What the task requires = Reply with one number only: the count of lines below that contain the word "target".
═════ Information given ═════
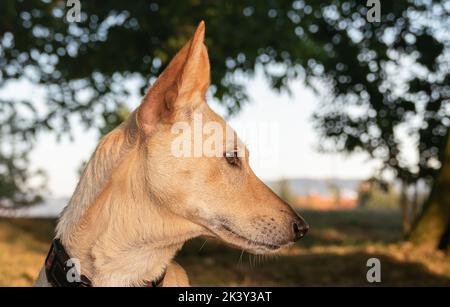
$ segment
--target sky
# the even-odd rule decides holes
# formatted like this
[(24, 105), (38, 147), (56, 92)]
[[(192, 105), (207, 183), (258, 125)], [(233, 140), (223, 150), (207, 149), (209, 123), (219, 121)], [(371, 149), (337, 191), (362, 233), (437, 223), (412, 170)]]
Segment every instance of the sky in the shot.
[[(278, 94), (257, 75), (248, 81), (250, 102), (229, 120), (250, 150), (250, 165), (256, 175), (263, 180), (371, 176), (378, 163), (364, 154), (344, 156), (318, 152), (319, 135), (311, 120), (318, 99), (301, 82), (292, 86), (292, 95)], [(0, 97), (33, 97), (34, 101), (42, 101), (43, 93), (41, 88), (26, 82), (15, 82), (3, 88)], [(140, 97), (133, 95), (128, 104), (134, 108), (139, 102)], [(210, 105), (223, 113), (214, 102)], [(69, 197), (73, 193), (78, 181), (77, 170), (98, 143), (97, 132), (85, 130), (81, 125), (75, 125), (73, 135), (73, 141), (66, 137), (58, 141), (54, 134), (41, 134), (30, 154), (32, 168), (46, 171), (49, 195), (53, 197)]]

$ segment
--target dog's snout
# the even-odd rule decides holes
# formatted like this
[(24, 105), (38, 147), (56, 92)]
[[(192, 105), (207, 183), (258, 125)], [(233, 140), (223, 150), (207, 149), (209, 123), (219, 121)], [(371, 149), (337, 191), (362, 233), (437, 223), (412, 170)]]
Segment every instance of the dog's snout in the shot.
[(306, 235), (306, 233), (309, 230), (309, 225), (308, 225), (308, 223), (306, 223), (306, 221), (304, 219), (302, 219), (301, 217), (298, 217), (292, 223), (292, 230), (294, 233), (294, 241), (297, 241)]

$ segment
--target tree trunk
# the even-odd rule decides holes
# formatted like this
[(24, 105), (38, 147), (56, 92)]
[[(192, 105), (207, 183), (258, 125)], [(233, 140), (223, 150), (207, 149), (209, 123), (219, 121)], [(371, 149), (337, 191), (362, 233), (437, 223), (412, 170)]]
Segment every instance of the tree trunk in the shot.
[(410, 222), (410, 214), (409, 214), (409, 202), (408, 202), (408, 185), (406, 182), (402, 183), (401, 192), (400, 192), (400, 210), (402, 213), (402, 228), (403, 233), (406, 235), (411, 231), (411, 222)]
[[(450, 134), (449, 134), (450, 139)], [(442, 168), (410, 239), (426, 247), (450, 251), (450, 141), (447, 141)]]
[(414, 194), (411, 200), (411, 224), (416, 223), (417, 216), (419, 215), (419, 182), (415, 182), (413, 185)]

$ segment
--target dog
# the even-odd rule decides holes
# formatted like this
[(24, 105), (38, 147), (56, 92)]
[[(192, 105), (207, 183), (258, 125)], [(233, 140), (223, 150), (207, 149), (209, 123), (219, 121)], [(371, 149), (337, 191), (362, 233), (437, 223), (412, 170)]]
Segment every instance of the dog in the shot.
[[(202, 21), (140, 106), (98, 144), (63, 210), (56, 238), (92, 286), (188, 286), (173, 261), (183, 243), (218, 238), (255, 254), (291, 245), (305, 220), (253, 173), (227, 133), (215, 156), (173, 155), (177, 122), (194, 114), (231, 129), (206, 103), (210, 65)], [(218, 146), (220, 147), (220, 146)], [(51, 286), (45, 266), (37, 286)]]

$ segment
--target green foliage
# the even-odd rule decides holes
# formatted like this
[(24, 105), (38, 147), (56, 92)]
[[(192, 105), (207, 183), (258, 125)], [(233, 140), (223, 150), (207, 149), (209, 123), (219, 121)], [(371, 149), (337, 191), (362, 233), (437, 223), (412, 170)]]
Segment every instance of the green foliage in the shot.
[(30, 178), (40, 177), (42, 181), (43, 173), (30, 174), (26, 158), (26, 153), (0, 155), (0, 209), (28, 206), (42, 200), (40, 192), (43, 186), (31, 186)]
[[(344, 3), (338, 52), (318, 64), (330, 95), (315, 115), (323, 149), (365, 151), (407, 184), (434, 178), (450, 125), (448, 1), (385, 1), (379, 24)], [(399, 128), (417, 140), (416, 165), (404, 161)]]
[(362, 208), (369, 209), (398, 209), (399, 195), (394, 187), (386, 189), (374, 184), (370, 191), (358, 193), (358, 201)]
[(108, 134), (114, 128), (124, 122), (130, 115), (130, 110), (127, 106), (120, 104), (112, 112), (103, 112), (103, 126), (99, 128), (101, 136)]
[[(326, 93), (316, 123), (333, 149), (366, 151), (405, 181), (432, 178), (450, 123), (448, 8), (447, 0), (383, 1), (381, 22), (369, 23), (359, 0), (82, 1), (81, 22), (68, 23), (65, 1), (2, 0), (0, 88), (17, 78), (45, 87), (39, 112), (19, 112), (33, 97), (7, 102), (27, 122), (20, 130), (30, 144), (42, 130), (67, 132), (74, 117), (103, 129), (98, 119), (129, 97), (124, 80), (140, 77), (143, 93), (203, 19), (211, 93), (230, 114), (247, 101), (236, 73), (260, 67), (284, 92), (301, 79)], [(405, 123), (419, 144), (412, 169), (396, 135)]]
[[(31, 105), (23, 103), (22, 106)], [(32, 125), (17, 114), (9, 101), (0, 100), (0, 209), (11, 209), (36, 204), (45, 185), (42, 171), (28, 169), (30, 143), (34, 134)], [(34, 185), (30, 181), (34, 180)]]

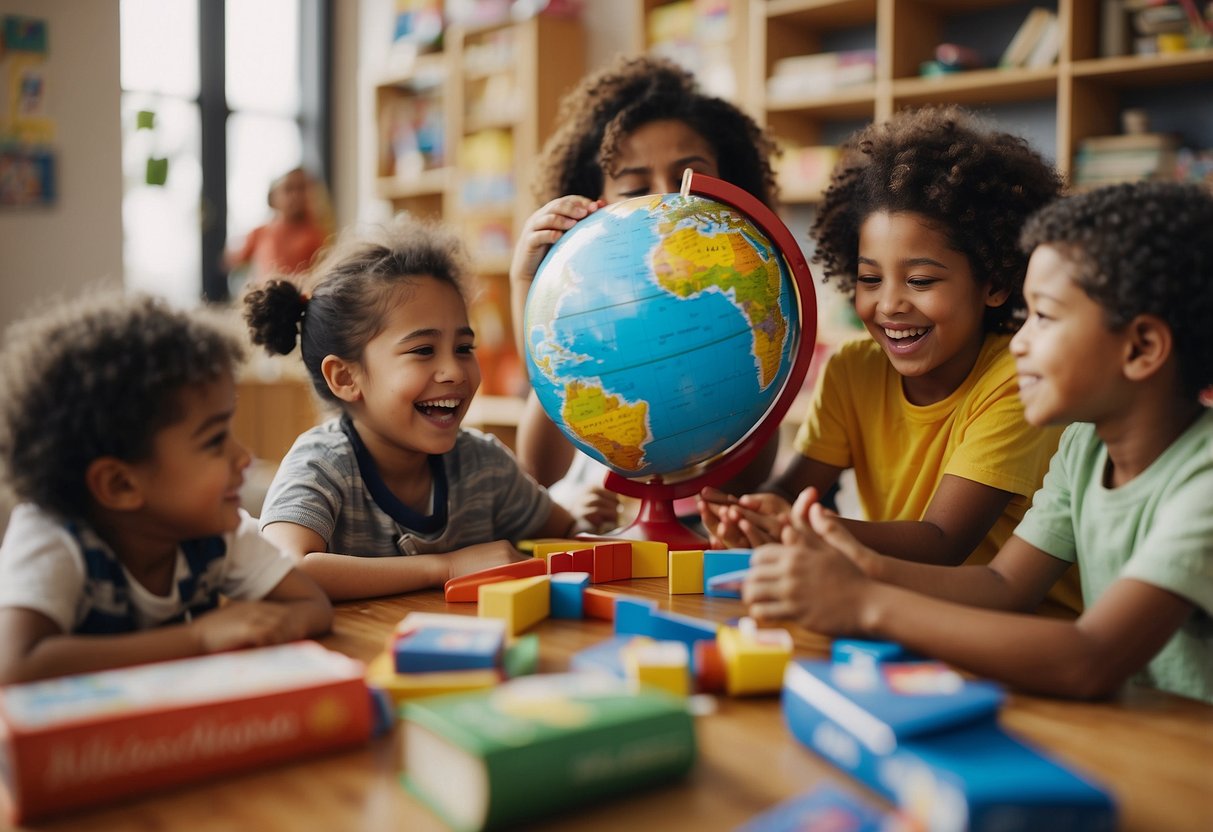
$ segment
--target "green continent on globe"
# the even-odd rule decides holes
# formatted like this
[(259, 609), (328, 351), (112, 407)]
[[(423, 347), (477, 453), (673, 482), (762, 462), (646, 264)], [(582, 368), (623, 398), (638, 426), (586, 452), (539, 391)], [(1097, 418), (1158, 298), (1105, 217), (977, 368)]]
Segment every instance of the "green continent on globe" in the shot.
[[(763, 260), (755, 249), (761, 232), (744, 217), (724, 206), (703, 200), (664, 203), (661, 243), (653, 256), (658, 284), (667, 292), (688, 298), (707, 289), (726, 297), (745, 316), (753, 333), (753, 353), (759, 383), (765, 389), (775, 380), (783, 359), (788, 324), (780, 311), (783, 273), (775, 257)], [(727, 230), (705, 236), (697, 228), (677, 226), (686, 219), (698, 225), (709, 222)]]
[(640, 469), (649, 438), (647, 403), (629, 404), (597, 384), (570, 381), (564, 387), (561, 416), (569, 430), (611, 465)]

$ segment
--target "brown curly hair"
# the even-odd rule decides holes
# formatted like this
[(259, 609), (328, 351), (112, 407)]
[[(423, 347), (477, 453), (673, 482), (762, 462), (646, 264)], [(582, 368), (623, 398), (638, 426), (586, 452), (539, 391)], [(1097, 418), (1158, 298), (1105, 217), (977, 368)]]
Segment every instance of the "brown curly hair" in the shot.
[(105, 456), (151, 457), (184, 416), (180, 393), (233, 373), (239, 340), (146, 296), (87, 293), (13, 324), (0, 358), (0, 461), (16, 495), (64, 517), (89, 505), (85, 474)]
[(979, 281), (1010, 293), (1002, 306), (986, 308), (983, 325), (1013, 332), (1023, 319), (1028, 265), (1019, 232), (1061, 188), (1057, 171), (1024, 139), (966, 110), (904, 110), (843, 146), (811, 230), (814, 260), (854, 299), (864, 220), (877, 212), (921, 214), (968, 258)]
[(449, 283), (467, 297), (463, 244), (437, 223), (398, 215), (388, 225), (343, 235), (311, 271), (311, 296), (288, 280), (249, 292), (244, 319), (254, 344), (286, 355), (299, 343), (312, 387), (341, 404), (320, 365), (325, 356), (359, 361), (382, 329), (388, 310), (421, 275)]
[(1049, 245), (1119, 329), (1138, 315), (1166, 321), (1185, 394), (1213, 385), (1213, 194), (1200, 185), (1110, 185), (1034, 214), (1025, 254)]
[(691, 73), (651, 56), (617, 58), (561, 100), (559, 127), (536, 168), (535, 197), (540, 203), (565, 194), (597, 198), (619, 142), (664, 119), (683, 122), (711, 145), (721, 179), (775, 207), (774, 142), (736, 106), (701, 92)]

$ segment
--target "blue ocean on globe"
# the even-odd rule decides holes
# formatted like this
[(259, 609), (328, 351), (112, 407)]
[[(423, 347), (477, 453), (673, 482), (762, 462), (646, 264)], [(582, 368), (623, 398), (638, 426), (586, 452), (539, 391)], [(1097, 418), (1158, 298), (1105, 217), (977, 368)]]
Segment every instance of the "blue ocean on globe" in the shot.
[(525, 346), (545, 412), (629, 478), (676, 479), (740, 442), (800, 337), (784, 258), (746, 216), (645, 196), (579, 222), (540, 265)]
═════
Answer to this task = 8